Can you reproduce the records below, replacing "tightest rectangle" with "smallest rectangle" and leaving everything else unchanged?

■ Excerpts of bounding box data:

┌────────

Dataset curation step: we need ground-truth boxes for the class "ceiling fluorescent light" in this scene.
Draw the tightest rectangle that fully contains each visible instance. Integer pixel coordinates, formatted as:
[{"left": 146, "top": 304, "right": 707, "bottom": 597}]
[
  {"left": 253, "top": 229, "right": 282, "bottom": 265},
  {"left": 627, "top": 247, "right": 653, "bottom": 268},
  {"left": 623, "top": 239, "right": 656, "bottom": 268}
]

└────────

■ Output:
Dataset curation step: we need ground-truth boxes for the class "ceiling fluorescent light" in this scene.
Draw the smallest rectangle that fully contains each visible instance. Integer pixel coordinates, formatted as:
[{"left": 146, "top": 304, "right": 707, "bottom": 597}]
[
  {"left": 253, "top": 229, "right": 282, "bottom": 265},
  {"left": 627, "top": 247, "right": 653, "bottom": 268},
  {"left": 623, "top": 239, "right": 656, "bottom": 268}
]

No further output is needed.